╭─ INFORMATION PROVIDED
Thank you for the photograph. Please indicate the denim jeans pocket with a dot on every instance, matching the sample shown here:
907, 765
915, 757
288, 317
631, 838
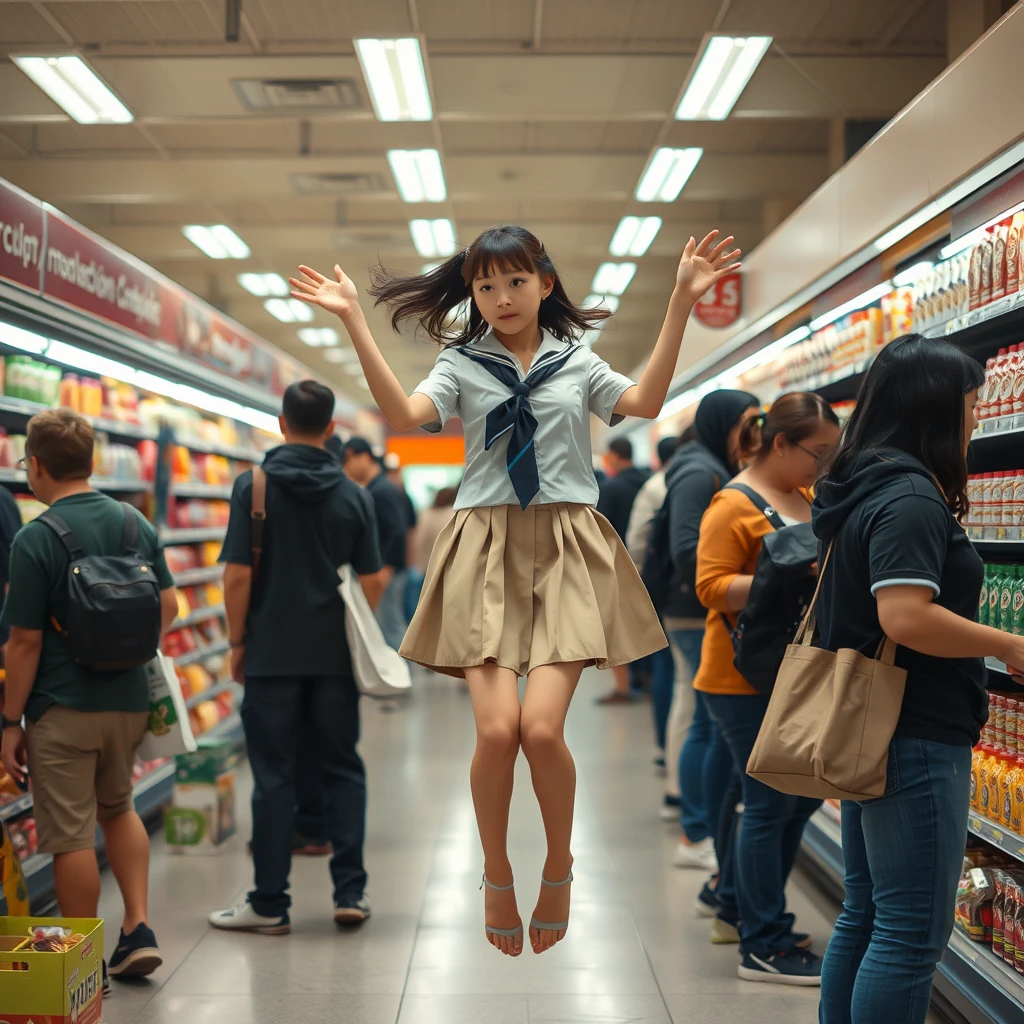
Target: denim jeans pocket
892, 771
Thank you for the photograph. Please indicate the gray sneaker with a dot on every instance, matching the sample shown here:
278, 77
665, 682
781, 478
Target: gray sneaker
352, 913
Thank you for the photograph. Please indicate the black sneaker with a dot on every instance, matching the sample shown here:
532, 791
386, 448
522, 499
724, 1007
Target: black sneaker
795, 967
351, 913
136, 955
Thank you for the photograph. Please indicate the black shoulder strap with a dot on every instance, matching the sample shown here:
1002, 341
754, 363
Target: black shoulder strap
64, 531
130, 543
762, 506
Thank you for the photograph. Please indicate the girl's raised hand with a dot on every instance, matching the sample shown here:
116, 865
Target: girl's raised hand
338, 297
702, 264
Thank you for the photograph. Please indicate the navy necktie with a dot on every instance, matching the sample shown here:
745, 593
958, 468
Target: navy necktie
513, 417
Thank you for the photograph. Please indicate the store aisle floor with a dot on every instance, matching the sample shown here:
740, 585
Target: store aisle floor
635, 950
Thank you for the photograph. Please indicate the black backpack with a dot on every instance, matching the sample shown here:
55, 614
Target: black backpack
114, 617
780, 594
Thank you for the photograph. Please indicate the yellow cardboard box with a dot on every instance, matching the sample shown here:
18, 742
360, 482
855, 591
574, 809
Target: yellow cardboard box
56, 988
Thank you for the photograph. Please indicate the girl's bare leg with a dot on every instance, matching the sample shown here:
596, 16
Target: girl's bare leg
495, 693
549, 691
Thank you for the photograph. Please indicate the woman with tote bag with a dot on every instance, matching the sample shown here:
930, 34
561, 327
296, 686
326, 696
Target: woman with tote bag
901, 566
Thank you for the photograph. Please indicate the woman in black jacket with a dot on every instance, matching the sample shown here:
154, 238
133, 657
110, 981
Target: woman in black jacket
707, 781
901, 565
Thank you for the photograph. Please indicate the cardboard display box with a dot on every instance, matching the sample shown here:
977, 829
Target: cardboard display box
51, 988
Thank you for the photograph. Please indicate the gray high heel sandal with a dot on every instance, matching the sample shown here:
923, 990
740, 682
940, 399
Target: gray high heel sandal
505, 933
542, 926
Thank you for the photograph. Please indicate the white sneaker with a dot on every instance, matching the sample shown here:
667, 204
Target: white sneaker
244, 919
699, 855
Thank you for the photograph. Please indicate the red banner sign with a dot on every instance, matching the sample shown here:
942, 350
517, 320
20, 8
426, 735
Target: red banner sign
722, 303
20, 237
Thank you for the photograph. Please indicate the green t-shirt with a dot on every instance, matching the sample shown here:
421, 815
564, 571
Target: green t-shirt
39, 592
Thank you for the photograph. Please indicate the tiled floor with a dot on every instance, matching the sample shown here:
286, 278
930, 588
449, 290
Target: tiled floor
635, 951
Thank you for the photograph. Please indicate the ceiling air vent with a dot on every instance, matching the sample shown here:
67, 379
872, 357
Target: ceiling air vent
338, 184
298, 93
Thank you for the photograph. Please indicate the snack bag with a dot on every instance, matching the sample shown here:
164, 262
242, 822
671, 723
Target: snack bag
168, 732
11, 877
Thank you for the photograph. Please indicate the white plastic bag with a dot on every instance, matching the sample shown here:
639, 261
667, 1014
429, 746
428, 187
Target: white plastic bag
169, 731
380, 672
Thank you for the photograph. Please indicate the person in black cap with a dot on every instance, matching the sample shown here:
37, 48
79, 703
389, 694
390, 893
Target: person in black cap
364, 468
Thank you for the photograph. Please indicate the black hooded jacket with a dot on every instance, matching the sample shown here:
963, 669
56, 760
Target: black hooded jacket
617, 496
316, 520
697, 471
889, 525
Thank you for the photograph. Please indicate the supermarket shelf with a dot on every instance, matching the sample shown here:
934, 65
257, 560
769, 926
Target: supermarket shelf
205, 573
193, 536
200, 491
992, 832
211, 693
194, 656
199, 615
152, 793
15, 807
979, 984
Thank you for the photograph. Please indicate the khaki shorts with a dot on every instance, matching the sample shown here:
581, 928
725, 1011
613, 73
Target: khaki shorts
81, 764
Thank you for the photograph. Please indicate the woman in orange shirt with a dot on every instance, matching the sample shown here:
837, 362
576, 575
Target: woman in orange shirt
799, 431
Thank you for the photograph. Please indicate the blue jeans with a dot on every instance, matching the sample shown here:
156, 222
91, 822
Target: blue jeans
272, 714
903, 856
663, 679
696, 816
391, 610
769, 837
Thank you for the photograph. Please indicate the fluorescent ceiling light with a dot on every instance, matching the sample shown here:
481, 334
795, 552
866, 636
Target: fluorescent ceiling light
610, 302
973, 238
397, 83
73, 85
666, 174
318, 337
720, 77
263, 285
864, 299
418, 174
912, 273
289, 310
25, 341
612, 279
634, 236
433, 238
216, 241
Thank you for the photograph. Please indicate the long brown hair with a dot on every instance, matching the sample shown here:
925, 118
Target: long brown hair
794, 416
432, 300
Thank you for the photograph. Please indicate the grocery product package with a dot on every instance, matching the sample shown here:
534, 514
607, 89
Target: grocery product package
169, 731
62, 984
11, 877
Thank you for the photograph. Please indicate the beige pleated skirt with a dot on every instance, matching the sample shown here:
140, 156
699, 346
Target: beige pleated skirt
520, 589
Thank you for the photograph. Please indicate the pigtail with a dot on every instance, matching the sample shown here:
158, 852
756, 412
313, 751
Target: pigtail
441, 302
431, 300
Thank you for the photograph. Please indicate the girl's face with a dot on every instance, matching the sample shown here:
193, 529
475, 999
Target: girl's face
511, 302
970, 417
800, 465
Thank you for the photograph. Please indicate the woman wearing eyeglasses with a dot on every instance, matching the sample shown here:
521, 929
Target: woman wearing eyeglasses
785, 449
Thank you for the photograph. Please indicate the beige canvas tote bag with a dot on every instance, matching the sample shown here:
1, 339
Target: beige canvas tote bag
830, 719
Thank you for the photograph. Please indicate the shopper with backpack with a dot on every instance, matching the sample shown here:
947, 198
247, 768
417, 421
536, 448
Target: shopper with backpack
292, 524
797, 434
76, 670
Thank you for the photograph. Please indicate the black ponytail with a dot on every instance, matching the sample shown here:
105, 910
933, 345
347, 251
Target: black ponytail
435, 300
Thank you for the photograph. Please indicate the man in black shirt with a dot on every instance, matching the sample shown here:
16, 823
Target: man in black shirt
287, 627
363, 467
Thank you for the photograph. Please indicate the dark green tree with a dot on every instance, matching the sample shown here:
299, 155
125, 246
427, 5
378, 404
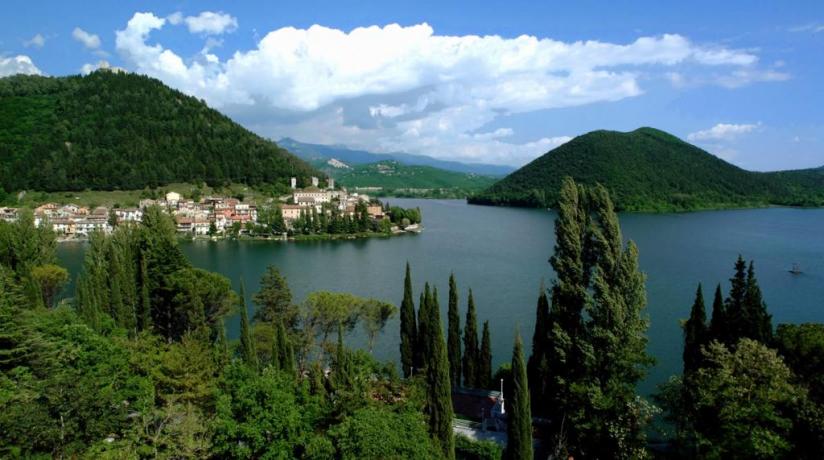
╰─
- [ASSIGNMENT]
Write out the material above exactly. Skip the pictures.

- [PROBLEM SOLUTION]
Thank you for the photograph. Please indicate the denim jeans pocket with a dot on every instance, matching the sample shown here:
907, 765
915, 757
288, 317
631, 838
Target: denim jeans pocket
892, 771
Thank you for the photograph. Please indicate the gray sneaker with a dot on every instance, matching the sample shown here:
278, 77
665, 682
781, 478
Target: gray sneaker
352, 913
Thank you for the photograph. Please indicate the black sneaker with a dot on every instance, matching the sample shown here:
532, 791
386, 448
522, 499
724, 1007
Target: black sneaker
795, 967
351, 913
136, 955
Thank you for the photograph. Please indicate the black shoulder strap with a dot on every instance, matching the sample shown here:
1002, 341
754, 363
Target: black shoulder strap
64, 531
130, 543
762, 506
Thank you for the photograph. Please indicate the girl's raised hand with a dot on every instance, matching the sample shown here:
116, 865
Target: girl's raised hand
338, 297
702, 264
Thank you for the photograph. Please indicate the navy necktie with a dot on every instance, matching the sample shown here:
745, 593
958, 468
Target: navy necktie
513, 417
Thank you for the photograph. Please indicate the store aisle floor with a dot on every instance, matching the sample shown here:
740, 585
Target: store aisle floor
635, 950
Thank you for the photograph. Please indicate the black backpack with a dot on every instance, matching the sample shown here:
55, 614
Target: black backpack
114, 617
780, 594
Thank you for the photograph. Please indicate the yellow cardboard box with a dot on every instance, matching the sample shown here:
18, 742
360, 482
855, 591
574, 809
Target: yellow cardboard box
56, 988
Thank you for the photograph. Please indicate the girl's bare leg with a dot on every instance, matching the sample shown here:
596, 16
Target: girl's bare leg
495, 693
549, 691
Thank you for the photograph. Please indicate the woman with tote bag with a dot on every instance, matching the sample shown here:
930, 34
561, 327
296, 686
326, 696
Target: woman with tote bag
901, 566
Thank you for the photograph. Please indicate the woman in black jacket with a dot on every instance, matching the sample shown here:
154, 238
133, 657
110, 981
Target: woman in black jacket
707, 781
901, 565
Thank you for the photograph. Please indicate the cardboard display box with a dot on every instance, matching the sample shown here:
977, 829
Target: cardboard display box
51, 988
Thank you for the photograph. Please indicate the gray high heel sandal with a dot on every instance, matching the sample shown here:
923, 990
740, 682
940, 399
Target: gray high heel sandal
505, 933
542, 926
Thank you for the photograph. Please indicate the white sneaker with a dot on every instance, matching the sample shown here:
667, 204
Target: white sneaker
244, 919
699, 855
Thank you for the photograph. Please indicate the red banner sign with a dot on every instance, matching the sample shown here:
942, 350
517, 320
20, 8
426, 735
Target: red banner sign
722, 303
20, 237
Thank you for the photograph. Please indicate the green t-shirt with a dot on every instance, matching the sample shown here:
421, 815
564, 571
Target: green t-shirt
39, 592
Thank you for the photograph. Please indicate the tiled floor with a dot on every instance, matching the sample shown here:
286, 278
930, 588
449, 290
Target: tiled floor
635, 951
Thank you for the photograph. Please indicate the ceiling air vent with a dot on every instance, matching the sample shown here:
67, 379
872, 357
Target: ceiling air vent
338, 184
298, 93
Thank you for the photograph. Please indicate the snack bag with a dot on every instance, matching the sample shown here:
164, 262
242, 822
671, 723
Target: snack bag
168, 732
11, 877
Thank you for the photograph. Please indicate the white plastic bag with a dot on every instance, matching the sample shown here:
639, 261
667, 1014
429, 746
428, 187
Target: white plastic bag
169, 731
380, 672
Thank you for the photograph. Please indicate the person in black cap with a dot on every instance, matching the sample shown here:
37, 48
79, 703
389, 694
390, 893
Target: person in black cap
364, 468
Thank you for the photograph. Please indicate the black hooded jacket with a dot on every instance, matching the sample shown here:
963, 669
56, 760
Target: black hooded jacket
617, 496
316, 520
697, 471
889, 525
Thank you for the photograph. Please indicate the supermarket shelf with a dot on every instance, matching the sample shown here:
934, 65
257, 560
769, 926
Target: supermarket shelf
205, 573
193, 536
200, 491
992, 832
211, 693
194, 656
199, 615
152, 793
15, 807
979, 984
Thank you for the photograph. Please indicate the khaki shorts with a dot on every instance, matching the sample shown here:
581, 928
725, 1011
613, 73
Target: khaki shorts
81, 764
Thank you for the photograph. Please indicate the woman in orange shirt with a dot on every instance, matching the sample shown here:
837, 362
576, 575
Target: woman in orange shirt
799, 431
Thank you for the photograph. Please indicate the blue jeans with a dot on every instance, matching the sample shown here:
156, 222
91, 822
Target: blue jeans
272, 714
903, 856
663, 679
696, 816
391, 610
769, 837
Thank you for the photograph. Please indicate the fluorescent ceiling light with a dot on every instance, matching the sample shown here:
481, 334
795, 552
866, 636
Target: fluorescent ceiling light
610, 302
973, 238
397, 83
73, 85
666, 174
318, 337
720, 77
263, 285
864, 299
418, 174
912, 273
289, 310
25, 341
612, 279
634, 236
433, 238
216, 241
Thank you for the photograph. Please indicate the long brown hair with a dot on every instance, matching the sample shown here:
925, 118
Target: long brown hair
794, 416
432, 300
Thank you for the photograph. Please indicate the grocery product package with a dot on every instance, matching the sample shown here:
534, 514
607, 89
Target: grocery product package
169, 731
62, 984
11, 877
Thank you for the photograph. Please indicate the beige pleated skirt with a dot on every instance, matching the sample shown here:
140, 156
699, 346
Target: beige pleated skirt
520, 589
Thank you for the photograph. Please indicate the pigtail with a dot on every instance, matching the sample shown here:
158, 852
756, 412
313, 751
Target: pigtail
441, 302
431, 300
Thank you for the photograph. Please indicate the girl's face with a dot on every instance, matching the sample shown here:
193, 529
475, 999
Target: girl's face
511, 302
970, 417
800, 465
Thank you for the photograph. Please indicate the woman wearing eyeglasses with a dot on every instance, matching the sample shown here:
521, 929
Target: woman wearing eyeglasses
785, 449
Thank you for the photograph. Please indicate the beige canvas tote bag with a dot on every instance, matching the sample shown here:
1, 339
Target: beige canvas tote bag
830, 719
Thank you for the photograph. Please indicate the shopper with backpack with a dot on every instance, matching the sample shown here:
947, 198
247, 768
417, 421
536, 448
Target: shopper with backpack
292, 524
797, 434
76, 670
Thank you for the photograph. Please indicate the black ponytail with a dot on every instance, matching the sample shown here:
105, 910
933, 345
347, 251
Target: black ponytail
435, 300
Thank you for the photograph. Please indicate the man in black shirt with a dot on every instance, matching the sample shown here:
16, 823
Target: man in black shirt
287, 627
363, 467
Thank you for the photograph. Please indicate the dark green tree with a dot on every instance, matching the sample shown here:
299, 155
125, 246
427, 5
378, 404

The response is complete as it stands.